▶ **PROBLEM**:
According to the passage on Conrad Schumann, why did he take a job on a car assembly line after moving to Bavaria? Answer in one to three sentences.

-------- PASSAGE PROVIDED

Conrad went to live in Bavaria, a wealthy state in West Germany. As he had no western education Conrad took a job on a car assembly line making AUDI cars. He married, but in his own words ‘never felt truly free’ until the Berlin Wall came down in 1989. However, he continued to feel more at home in Bavaria than in his birthplace in East Germany, blaming old hurts with his former colleagues, and hesitated even to visit his parents and brothers and sisters in East Germany

Throughout his life Conrad struggled with alcoholism and depression. When the wall fell he re-lived his fame a little in a museum in Berlin but as a portly, middle aged man was unrecognisable from his famous picture.

Tragically Conrad Schumann committed suicide in June 1998.

Instructions for Pupils

(These instructions are provided as a separate file, downloaded above, for easy copying)

1. Take a ‘Type of Person’ card from your teacher then collect sets of the ‘Push Factor’, ‘Pull Factor’ and ‘Stay in the East’ cards. Ignore any that do not apply to your character.

----------------
-------- MATERIAL PROVIDED

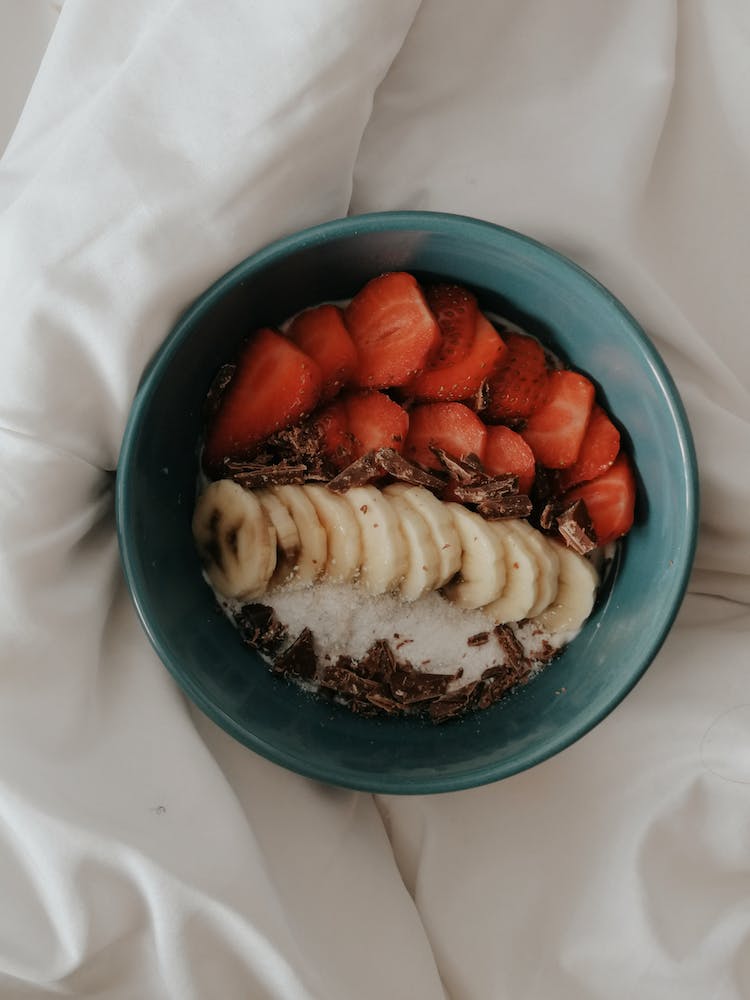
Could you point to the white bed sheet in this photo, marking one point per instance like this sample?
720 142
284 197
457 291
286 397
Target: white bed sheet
144 854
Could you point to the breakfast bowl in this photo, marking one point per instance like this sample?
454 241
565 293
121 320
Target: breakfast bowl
574 317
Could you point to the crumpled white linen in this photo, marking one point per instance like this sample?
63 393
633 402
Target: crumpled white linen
143 853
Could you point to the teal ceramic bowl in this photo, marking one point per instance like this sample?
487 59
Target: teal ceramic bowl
517 278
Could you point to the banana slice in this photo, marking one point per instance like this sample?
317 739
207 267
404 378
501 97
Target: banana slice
483 560
440 524
235 540
288 543
521 572
313 551
384 553
423 562
548 563
576 592
342 531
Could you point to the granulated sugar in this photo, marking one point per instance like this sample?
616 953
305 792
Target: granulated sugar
431 633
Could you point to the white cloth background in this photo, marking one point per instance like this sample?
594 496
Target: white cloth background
143 854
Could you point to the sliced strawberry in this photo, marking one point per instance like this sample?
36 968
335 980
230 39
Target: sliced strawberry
555 430
375 421
333 423
393 329
456 310
321 333
462 379
507 452
599 449
518 386
450 426
610 500
273 386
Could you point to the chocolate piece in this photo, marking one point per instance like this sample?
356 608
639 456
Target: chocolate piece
414 686
407 472
574 524
299 658
454 704
259 627
358 473
515 657
347 682
518 505
493 488
461 470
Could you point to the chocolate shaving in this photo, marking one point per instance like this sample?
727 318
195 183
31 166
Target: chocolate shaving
518 505
574 524
259 627
298 659
359 473
399 468
490 489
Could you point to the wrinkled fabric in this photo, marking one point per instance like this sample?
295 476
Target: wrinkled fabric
143 853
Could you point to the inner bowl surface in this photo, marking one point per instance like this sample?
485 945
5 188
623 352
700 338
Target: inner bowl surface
517 278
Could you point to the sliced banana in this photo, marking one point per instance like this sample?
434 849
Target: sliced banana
440 524
384 553
483 560
423 562
236 540
288 542
313 551
576 592
521 572
548 563
342 531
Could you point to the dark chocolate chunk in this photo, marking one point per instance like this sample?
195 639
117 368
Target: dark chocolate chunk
259 627
358 473
574 524
299 658
518 505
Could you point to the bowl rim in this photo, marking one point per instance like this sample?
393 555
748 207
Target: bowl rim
387 221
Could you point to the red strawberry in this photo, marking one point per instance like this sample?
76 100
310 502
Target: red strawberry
320 332
507 452
555 430
456 311
393 330
610 500
462 379
375 421
450 426
338 444
273 386
599 449
517 388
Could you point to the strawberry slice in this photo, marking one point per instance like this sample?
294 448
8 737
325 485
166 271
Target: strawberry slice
393 329
321 333
375 421
599 449
450 426
555 430
338 444
273 386
462 379
610 500
456 311
518 387
507 452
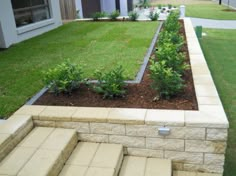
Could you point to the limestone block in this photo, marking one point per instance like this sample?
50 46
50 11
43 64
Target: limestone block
165 117
176 133
44 123
204 168
93 137
214 159
127 141
53 113
217 134
142 130
145 152
177 166
208 100
165 144
81 127
91 114
205 146
127 116
108 156
107 128
33 110
195 133
184 157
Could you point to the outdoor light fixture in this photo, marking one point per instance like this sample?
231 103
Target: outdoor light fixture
163 131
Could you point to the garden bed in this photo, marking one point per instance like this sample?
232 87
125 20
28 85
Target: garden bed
138 95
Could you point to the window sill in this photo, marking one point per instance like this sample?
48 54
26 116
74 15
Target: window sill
34 26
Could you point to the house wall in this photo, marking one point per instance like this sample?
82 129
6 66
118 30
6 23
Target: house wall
11 34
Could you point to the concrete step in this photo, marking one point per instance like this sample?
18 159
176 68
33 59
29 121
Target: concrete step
142 166
42 152
94 159
184 173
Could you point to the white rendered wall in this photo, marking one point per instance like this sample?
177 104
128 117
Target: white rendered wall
12 34
78 5
123 8
108 6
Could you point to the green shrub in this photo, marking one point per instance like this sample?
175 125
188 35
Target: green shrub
64 78
133 16
171 37
153 16
114 15
111 84
168 53
98 15
172 24
166 81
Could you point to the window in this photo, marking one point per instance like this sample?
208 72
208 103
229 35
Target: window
30 11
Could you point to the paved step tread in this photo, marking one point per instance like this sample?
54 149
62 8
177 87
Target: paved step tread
99 159
142 166
42 152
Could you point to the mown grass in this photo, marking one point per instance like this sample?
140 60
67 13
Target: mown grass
92 44
210 11
219 49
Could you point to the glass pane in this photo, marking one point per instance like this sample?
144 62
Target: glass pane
23 18
16 4
40 14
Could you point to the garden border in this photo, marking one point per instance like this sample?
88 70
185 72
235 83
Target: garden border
197 139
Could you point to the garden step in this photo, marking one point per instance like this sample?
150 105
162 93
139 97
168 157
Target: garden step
142 166
94 159
42 152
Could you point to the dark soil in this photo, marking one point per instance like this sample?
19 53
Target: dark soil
138 95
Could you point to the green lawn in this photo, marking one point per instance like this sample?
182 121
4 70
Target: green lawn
91 44
210 11
219 47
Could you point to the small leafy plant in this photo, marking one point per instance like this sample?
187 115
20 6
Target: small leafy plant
133 16
153 16
110 84
166 81
65 77
114 15
172 24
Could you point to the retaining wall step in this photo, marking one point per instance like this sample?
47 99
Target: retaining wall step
142 166
42 152
94 159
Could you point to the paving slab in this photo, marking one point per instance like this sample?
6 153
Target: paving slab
36 137
83 154
73 170
15 160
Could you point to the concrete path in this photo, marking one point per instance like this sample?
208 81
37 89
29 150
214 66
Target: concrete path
217 24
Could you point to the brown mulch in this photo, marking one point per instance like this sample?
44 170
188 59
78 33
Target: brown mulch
138 95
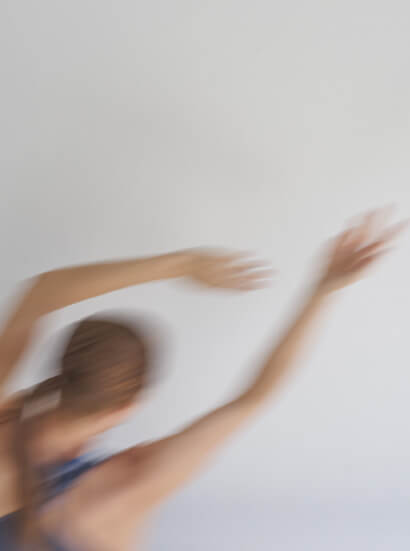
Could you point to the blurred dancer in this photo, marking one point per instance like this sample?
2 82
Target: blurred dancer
54 497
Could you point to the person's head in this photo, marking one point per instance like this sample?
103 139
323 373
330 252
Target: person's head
103 369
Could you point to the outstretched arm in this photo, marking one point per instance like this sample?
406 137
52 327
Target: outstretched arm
172 461
60 288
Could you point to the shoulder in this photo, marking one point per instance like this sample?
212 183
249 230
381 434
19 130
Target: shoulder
10 409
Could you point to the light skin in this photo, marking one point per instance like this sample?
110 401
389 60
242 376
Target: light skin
126 488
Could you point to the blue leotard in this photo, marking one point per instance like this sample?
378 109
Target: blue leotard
59 478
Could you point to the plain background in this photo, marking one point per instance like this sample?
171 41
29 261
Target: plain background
138 127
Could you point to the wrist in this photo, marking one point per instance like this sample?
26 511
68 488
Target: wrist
179 264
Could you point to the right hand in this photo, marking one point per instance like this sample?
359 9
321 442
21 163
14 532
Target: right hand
228 271
355 250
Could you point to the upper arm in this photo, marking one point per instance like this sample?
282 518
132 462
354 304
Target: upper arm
171 462
13 343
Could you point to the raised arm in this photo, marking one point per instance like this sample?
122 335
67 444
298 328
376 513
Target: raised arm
172 461
60 288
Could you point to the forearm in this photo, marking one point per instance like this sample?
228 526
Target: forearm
286 353
60 288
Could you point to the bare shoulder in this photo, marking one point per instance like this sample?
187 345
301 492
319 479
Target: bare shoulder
10 408
9 413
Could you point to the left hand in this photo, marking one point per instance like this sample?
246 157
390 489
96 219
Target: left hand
228 271
358 248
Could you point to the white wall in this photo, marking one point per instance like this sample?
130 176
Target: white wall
131 128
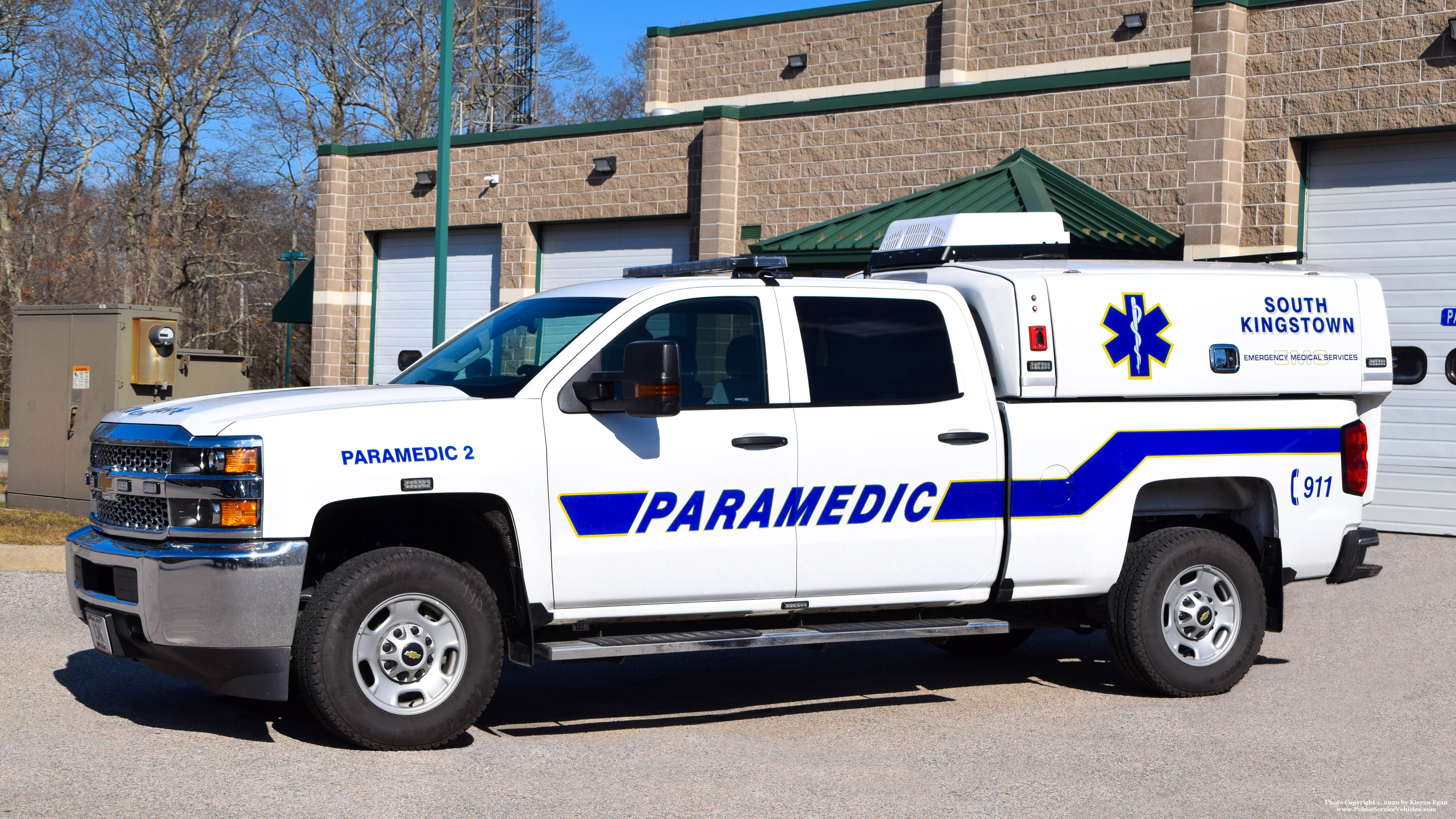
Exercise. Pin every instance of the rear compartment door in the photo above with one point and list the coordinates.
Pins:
(1152, 335)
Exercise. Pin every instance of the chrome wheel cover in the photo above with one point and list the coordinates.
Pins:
(410, 654)
(1202, 616)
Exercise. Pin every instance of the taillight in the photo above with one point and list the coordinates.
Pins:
(1355, 446)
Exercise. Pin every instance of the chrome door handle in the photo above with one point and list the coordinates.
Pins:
(963, 439)
(767, 441)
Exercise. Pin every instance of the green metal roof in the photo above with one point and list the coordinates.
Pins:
(1023, 182)
(296, 305)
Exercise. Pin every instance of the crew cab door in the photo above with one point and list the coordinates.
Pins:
(669, 510)
(900, 453)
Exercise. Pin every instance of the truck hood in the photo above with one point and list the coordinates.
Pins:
(212, 415)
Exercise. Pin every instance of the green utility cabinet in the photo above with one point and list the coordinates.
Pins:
(70, 366)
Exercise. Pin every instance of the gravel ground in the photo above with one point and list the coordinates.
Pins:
(1353, 702)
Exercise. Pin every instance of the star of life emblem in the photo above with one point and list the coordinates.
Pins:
(1136, 340)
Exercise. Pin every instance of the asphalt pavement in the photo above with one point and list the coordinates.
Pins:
(1353, 702)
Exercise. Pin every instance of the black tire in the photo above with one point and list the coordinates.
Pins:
(986, 645)
(1138, 629)
(324, 648)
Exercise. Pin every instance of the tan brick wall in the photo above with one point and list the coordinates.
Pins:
(1027, 33)
(887, 44)
(719, 220)
(1337, 67)
(542, 181)
(1216, 114)
(1126, 142)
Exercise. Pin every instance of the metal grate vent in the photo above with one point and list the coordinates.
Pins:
(133, 513)
(155, 460)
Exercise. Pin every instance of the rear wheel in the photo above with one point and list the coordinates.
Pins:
(986, 645)
(400, 649)
(1187, 613)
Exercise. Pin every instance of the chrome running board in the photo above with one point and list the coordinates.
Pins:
(632, 645)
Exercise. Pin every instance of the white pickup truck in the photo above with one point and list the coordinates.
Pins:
(972, 440)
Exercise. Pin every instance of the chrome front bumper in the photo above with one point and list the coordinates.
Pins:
(222, 615)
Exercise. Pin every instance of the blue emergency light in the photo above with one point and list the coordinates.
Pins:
(737, 267)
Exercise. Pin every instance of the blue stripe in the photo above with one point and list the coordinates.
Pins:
(1100, 475)
(603, 513)
(1110, 466)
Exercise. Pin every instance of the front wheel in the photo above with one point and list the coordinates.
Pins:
(400, 649)
(1187, 613)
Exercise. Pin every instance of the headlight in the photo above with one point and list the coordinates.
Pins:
(241, 460)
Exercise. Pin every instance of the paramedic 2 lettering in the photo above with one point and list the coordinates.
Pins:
(1297, 315)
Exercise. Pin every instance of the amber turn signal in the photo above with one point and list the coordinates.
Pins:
(659, 391)
(242, 462)
(239, 513)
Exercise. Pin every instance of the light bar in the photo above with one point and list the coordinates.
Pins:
(739, 267)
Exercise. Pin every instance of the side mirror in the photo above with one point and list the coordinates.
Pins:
(651, 383)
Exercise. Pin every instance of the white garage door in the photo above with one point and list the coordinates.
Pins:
(404, 294)
(587, 252)
(1388, 207)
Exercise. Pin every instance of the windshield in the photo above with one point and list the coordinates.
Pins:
(497, 357)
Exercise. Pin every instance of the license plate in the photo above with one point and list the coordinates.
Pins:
(100, 636)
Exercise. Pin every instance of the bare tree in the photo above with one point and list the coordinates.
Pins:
(165, 150)
(602, 98)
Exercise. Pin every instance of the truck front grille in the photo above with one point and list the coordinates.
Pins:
(155, 460)
(133, 513)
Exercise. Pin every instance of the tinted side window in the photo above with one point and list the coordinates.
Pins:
(1410, 364)
(721, 343)
(876, 350)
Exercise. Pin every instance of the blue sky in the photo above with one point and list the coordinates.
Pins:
(603, 28)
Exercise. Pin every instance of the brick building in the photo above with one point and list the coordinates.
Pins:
(1245, 127)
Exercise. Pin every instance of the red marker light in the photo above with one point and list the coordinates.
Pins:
(1355, 449)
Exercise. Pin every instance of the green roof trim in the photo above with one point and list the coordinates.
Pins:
(296, 305)
(1018, 184)
(784, 17)
(522, 134)
(826, 105)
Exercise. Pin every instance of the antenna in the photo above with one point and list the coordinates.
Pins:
(497, 65)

----------------

▶ **ANSWER TO THE PROBLEM**:
Conrad took a job on a car assembly line making AUDI cars because he had no western education.